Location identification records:
==================================================
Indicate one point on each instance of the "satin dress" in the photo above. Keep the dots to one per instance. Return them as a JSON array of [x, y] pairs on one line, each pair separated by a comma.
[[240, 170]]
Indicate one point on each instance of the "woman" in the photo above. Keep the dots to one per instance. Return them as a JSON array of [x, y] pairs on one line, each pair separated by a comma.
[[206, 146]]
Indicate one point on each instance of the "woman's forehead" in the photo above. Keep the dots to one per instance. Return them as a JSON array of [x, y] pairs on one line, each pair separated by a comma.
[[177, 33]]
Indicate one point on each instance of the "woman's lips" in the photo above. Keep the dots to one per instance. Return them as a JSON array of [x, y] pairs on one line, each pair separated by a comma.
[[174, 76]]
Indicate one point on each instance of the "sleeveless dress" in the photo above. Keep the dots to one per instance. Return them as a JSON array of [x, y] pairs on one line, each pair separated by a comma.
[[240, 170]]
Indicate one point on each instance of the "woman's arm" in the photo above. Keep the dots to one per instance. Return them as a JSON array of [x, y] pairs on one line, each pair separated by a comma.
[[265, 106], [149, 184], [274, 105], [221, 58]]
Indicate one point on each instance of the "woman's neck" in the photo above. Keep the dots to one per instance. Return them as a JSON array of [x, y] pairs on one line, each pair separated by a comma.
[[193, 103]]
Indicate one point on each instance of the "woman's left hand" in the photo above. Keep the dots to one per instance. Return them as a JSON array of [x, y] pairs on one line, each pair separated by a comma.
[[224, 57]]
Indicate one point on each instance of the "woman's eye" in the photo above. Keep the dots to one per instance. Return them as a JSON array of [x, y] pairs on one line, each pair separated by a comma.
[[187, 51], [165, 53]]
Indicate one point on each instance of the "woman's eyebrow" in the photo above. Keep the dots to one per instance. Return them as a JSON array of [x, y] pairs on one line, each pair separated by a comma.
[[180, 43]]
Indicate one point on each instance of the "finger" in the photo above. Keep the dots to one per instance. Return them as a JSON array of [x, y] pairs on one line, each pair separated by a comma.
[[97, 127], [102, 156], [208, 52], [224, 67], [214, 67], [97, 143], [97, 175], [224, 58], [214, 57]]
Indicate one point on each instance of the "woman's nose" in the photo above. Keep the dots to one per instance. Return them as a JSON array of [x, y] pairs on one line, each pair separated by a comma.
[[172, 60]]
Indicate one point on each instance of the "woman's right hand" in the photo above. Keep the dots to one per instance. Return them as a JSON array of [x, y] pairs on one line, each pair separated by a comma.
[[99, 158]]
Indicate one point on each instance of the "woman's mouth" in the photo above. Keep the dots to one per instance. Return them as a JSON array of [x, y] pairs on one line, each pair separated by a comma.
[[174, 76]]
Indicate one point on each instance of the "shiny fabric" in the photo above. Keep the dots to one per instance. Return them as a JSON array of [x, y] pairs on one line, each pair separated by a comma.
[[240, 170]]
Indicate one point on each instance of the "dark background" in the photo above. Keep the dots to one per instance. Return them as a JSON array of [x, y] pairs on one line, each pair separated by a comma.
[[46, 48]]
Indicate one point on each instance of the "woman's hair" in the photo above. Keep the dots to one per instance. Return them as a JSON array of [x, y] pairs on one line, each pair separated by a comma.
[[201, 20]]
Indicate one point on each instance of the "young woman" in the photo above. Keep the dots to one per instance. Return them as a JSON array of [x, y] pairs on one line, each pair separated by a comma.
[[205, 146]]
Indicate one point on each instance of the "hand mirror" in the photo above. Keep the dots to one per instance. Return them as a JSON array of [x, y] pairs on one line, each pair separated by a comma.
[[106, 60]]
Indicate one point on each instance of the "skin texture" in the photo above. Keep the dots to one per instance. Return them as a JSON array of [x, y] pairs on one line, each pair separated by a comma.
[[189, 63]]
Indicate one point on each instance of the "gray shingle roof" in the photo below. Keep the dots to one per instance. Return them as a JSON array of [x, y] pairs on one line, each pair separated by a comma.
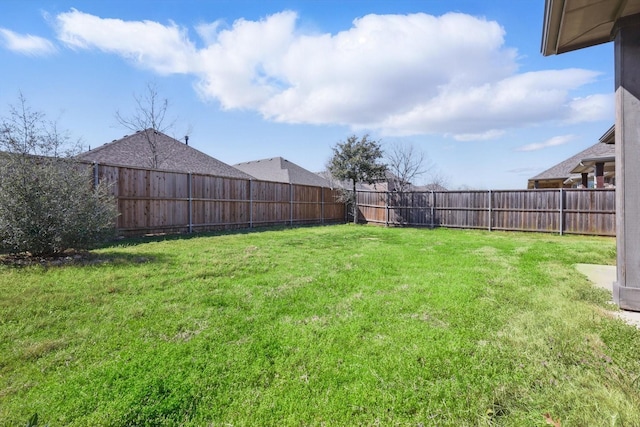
[[278, 169], [563, 169], [134, 150]]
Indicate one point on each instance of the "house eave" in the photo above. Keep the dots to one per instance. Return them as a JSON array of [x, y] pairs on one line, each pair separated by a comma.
[[570, 25]]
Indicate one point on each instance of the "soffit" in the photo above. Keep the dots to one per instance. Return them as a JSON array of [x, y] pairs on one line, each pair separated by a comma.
[[575, 24]]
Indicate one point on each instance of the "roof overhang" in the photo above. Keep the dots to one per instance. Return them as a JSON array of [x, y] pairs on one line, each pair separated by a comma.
[[575, 24], [609, 136], [587, 165]]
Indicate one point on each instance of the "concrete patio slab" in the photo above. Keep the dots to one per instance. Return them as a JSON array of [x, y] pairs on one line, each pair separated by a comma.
[[603, 276]]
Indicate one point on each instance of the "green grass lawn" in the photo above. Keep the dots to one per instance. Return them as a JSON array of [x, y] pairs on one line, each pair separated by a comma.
[[336, 325]]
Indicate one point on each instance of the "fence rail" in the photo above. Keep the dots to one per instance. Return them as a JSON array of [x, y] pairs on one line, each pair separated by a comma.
[[155, 201], [570, 211]]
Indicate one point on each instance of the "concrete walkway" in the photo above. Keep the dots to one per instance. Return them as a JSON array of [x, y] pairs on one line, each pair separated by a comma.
[[603, 276]]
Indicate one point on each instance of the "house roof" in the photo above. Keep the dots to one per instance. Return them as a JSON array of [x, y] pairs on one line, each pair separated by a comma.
[[278, 169], [575, 24], [134, 150], [563, 169]]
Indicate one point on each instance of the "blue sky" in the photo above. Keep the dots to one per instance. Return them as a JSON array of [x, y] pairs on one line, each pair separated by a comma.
[[462, 81]]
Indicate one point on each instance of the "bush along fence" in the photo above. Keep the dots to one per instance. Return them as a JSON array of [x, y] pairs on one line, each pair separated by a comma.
[[570, 211], [156, 201]]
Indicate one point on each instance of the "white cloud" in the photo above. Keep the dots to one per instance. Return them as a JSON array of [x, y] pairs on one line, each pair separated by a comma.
[[552, 142], [397, 74], [165, 49], [591, 108], [26, 44]]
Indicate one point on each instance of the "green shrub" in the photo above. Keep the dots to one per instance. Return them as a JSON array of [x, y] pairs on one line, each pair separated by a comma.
[[47, 201]]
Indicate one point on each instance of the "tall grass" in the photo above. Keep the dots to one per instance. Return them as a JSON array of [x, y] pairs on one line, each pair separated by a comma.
[[340, 325]]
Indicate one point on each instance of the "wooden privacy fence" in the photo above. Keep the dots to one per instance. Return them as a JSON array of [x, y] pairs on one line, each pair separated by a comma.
[[571, 211], [155, 201]]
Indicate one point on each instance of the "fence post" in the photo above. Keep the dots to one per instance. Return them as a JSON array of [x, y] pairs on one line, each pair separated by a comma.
[[189, 189], [386, 209], [291, 204], [490, 209], [96, 177], [433, 209], [321, 205], [561, 221], [251, 203]]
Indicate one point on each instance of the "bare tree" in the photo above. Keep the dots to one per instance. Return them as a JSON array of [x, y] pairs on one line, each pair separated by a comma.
[[48, 202], [150, 117], [406, 164], [357, 160]]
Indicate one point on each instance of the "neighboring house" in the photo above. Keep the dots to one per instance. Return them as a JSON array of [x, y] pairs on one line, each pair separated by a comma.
[[593, 167], [134, 150], [278, 169]]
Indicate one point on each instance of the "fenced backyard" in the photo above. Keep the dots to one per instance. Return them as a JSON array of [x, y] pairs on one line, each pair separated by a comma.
[[155, 201], [563, 211]]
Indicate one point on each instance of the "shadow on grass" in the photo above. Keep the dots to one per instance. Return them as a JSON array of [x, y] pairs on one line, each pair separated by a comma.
[[134, 241], [80, 258]]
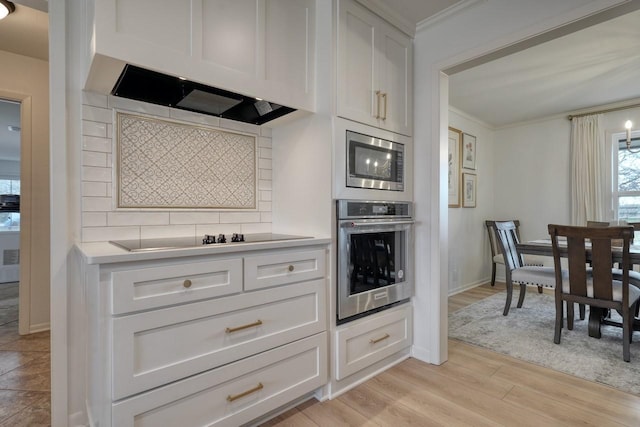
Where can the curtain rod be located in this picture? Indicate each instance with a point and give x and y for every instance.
(608, 110)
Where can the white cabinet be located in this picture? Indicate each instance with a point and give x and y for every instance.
(261, 48)
(375, 70)
(364, 342)
(221, 351)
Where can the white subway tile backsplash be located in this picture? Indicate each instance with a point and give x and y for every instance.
(93, 143)
(255, 228)
(96, 204)
(101, 234)
(194, 217)
(94, 189)
(158, 231)
(94, 99)
(264, 206)
(97, 114)
(239, 126)
(139, 107)
(265, 217)
(94, 219)
(264, 174)
(265, 196)
(94, 158)
(90, 128)
(92, 173)
(264, 142)
(264, 184)
(137, 218)
(100, 219)
(239, 217)
(265, 153)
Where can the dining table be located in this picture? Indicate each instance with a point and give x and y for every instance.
(597, 316)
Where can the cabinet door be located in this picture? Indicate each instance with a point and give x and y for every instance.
(357, 57)
(396, 77)
(289, 44)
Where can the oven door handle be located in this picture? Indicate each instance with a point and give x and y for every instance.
(365, 223)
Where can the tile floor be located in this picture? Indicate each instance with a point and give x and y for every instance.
(25, 368)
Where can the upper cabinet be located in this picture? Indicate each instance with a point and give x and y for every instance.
(375, 70)
(260, 48)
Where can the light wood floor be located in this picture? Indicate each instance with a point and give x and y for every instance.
(475, 387)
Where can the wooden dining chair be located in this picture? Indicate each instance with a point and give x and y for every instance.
(598, 286)
(515, 270)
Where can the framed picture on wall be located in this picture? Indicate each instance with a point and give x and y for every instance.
(455, 141)
(468, 151)
(469, 190)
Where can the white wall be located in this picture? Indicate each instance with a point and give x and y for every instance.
(468, 242)
(25, 79)
(478, 29)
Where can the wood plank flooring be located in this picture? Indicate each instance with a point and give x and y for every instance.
(475, 387)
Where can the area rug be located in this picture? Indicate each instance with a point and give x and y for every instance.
(527, 334)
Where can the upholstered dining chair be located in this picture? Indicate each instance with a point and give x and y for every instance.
(599, 286)
(515, 270)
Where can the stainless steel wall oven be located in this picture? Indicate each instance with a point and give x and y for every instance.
(375, 256)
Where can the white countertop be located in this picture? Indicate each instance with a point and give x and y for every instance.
(105, 252)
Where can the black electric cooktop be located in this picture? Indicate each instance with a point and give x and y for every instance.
(135, 245)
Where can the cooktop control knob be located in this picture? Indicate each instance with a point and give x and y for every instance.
(208, 239)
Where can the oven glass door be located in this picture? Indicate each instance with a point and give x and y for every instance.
(373, 265)
(374, 163)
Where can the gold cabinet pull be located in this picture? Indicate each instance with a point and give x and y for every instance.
(247, 326)
(377, 340)
(384, 97)
(233, 397)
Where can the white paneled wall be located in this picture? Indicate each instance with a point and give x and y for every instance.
(101, 221)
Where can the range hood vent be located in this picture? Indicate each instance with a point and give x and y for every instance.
(162, 89)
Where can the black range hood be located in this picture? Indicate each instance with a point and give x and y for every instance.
(161, 89)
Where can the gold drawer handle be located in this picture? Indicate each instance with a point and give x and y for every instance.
(232, 397)
(377, 340)
(239, 328)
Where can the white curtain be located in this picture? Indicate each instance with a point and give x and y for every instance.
(588, 170)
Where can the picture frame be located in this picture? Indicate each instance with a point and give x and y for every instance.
(469, 190)
(455, 142)
(468, 151)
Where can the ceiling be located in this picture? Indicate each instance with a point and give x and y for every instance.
(592, 67)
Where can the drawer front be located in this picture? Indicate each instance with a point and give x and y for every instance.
(157, 347)
(234, 394)
(263, 271)
(378, 336)
(155, 287)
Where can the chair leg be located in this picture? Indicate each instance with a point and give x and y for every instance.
(626, 330)
(523, 292)
(570, 315)
(493, 274)
(507, 304)
(559, 316)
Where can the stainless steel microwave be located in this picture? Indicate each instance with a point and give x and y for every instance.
(374, 162)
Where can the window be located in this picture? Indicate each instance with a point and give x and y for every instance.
(626, 178)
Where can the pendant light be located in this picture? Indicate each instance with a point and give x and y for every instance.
(6, 7)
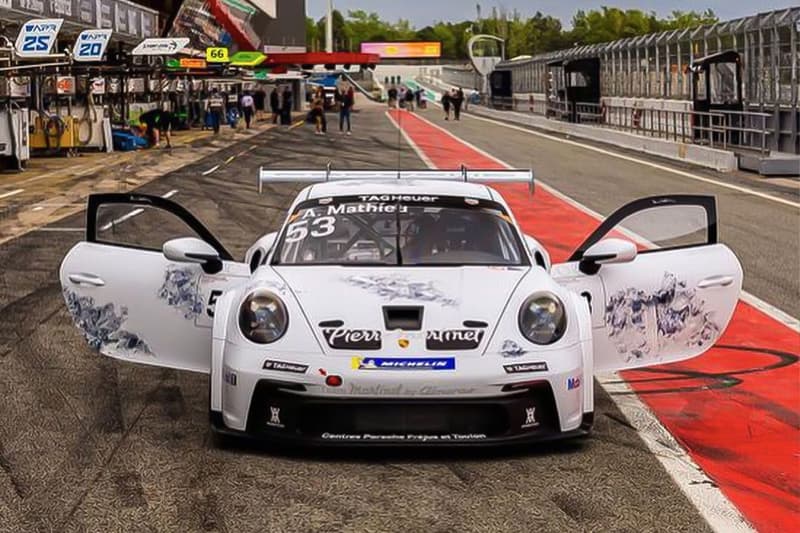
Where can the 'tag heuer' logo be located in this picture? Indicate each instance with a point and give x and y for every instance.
(404, 363)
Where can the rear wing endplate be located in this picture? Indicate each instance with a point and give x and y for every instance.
(274, 176)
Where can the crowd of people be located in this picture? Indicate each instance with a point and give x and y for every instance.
(344, 99)
(406, 98)
(217, 109)
(454, 100)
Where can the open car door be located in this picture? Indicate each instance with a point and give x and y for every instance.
(660, 286)
(129, 299)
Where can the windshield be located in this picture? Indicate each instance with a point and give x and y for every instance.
(369, 231)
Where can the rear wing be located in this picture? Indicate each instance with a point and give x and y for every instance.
(270, 176)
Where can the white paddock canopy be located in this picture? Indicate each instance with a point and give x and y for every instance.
(271, 176)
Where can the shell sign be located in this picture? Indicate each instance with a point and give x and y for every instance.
(404, 50)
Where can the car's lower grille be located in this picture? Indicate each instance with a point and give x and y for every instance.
(424, 418)
(276, 409)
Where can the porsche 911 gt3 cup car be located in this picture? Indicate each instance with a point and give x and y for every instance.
(400, 307)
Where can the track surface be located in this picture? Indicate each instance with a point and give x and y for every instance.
(88, 444)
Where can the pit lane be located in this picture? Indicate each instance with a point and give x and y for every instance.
(88, 444)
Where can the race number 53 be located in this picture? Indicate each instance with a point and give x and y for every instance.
(319, 228)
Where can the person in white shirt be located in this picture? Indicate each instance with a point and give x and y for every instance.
(248, 106)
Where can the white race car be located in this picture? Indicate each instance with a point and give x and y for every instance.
(400, 307)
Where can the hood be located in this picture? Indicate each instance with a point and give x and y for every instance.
(402, 311)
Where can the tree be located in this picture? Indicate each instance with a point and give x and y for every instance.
(534, 35)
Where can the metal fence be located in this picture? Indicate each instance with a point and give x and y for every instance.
(717, 129)
(654, 65)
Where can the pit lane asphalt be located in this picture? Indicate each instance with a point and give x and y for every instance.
(90, 444)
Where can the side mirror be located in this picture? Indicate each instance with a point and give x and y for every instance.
(193, 250)
(538, 252)
(607, 252)
(262, 247)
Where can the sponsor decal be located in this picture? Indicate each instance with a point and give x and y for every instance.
(522, 368)
(511, 349)
(403, 437)
(391, 288)
(275, 417)
(156, 46)
(398, 198)
(191, 62)
(453, 339)
(280, 366)
(352, 339)
(530, 418)
(399, 363)
(403, 391)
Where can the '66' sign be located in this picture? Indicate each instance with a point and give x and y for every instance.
(91, 45)
(37, 37)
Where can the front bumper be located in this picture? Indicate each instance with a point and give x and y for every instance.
(282, 413)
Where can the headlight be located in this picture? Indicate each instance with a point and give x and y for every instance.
(263, 318)
(542, 319)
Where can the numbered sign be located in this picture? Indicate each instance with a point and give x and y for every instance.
(37, 37)
(91, 45)
(217, 55)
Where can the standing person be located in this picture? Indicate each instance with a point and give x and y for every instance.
(410, 100)
(317, 114)
(345, 108)
(286, 107)
(275, 104)
(157, 123)
(446, 104)
(248, 105)
(260, 98)
(458, 101)
(322, 116)
(216, 109)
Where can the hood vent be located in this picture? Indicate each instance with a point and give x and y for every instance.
(408, 318)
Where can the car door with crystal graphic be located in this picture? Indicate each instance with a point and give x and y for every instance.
(133, 303)
(660, 286)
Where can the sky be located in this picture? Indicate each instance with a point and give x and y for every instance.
(424, 12)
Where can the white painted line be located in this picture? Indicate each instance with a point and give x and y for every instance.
(11, 193)
(63, 230)
(133, 213)
(121, 219)
(682, 173)
(422, 155)
(704, 494)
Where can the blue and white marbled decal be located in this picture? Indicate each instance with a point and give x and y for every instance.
(395, 287)
(676, 313)
(512, 349)
(102, 325)
(181, 291)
==================================================
* [EXERCISE OBJECTIVE] Rewrite the records above as a numbered list, starting from the first line and ending with the line that contains "[[265, 106], [149, 184], [274, 105], [221, 58]]", both included. Leave out any blank lines.

* [TASK SOLUTION]
1. Indicate one point on each instance of the "satin dress" in the photo above. Keep the dots to one per instance. Return them as a JSON array of [x, y] pairs on one line, each pair separated by a comma.
2. [[240, 170]]
3. Indicate one point on each instance of the "woman" in the photo above. Keep the dots to one per instance. Return them as a JSON array of [x, y] pairs on one line, each pair separated by a comma.
4. [[206, 146]]
5. Indicate one point on each instance of the "woman's forehead" in the photo above. Keep the dots to one per instance. Return them as a JSON array of [x, y] pairs on one line, each pair separated by a comma.
6. [[177, 33]]
7. Indicate one point on each instance of the "woman's lips" in the photo above. Keep the dots to one per instance. Return them as a JSON array of [x, y] pairs on one line, each pair separated by a comma.
8. [[174, 76]]
9. Indicate one point on each instance of the "sleeveless dress" in the photo above. Keep the dots to one per instance. Return them as a JSON array of [x, y] pairs on one line, each pair separated by a comma.
10. [[240, 170]]
11. Indicate one point on each instance of the "woman's arm" in the photo above. Keep the dots to one per instance. Return them as a JSON array of [x, y] pairs on one line, each pair separated by a comma.
12. [[265, 106], [149, 184], [274, 105], [221, 58]]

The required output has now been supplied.